Cartoonist, playwright, television producer

Luc Zeebroek (born 5 May 1956), better known as Kamagurka, is a Belgian cartoonist, playwright, comic strip artist, painter, comedian, comedic singer and television producer, known for the absurd nature of his work. He created various comic strip characters, but "Bert" is the most well known. He also writes the scenarios for Herr Seele's comic strip, Cowboy Henk.

== Early life and education ==
Luc Zeebroek was born on 5 May 1956 in Nieuwpoort in Belgium.

Kamagurka studied Art in Bruges and later performed studies at the Royal Academy of Fine Arts in Ghent. However, he quit school before he would graduate.

During a schooltrip in Paris Kamagurka decided to visit to the editorial building of the magazine Hara Kiri on his own. Only twenty years old, he ended up going there every two weeks to stay there for three days. Kamagurka still believes this to be his true education and the foundation of the rest of his career.

▬▬▬▬▬▬▬▬▬▬

**WORK INSTRUCTIONS**.
[a] Duplicate part of the Kamagurka passage, beginning at the words "Cartoonist, playwright, television" and stopping after "Nieuwpoort in Belgium.".
[b] According to the Kamagurka passage, which magazine's editorial building did he visit on his own during a school trip in Paris?
The listing after the Kamagurka passage comes from a separate source.

▬▬▬▬▬▬▬▬▬▬

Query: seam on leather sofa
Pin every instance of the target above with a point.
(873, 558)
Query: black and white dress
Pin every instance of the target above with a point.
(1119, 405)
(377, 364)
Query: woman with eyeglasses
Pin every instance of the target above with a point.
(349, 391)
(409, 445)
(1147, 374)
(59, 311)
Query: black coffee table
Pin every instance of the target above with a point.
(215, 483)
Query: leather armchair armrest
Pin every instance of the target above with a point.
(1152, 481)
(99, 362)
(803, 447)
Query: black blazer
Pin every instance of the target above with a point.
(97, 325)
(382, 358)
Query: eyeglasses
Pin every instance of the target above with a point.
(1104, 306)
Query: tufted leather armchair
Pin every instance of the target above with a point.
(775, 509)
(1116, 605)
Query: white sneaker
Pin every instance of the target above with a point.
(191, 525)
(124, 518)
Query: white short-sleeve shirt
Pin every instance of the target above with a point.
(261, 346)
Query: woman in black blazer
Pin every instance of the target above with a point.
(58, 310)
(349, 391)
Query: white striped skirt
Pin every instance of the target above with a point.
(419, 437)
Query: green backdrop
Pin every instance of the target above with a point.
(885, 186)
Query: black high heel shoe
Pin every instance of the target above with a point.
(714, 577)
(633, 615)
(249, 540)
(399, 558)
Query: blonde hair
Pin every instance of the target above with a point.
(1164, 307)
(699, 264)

▬▬▬▬▬▬▬▬▬▬

**ANSWERS TO THE EXERCISES**.
[a]
Cartoonist, playwright, television producer

Luc Zeebroek (born 5 May 1956), better known as Kamagurka, is a Belgian cartoonist, playwright, comic strip artist, painter, comedian, comedic singer and television producer, known for the absurd nature of his work. He created various comic strip characters, but "Bert" is the most well known. He also writes the scenarios for Herr Seele's comic strip, Cowboy Henk.

== Early life and education ==
Luc Zeebroek was born on 5 May 1956 in Nieuwpoort in Belgium.

[b] Hara Kiri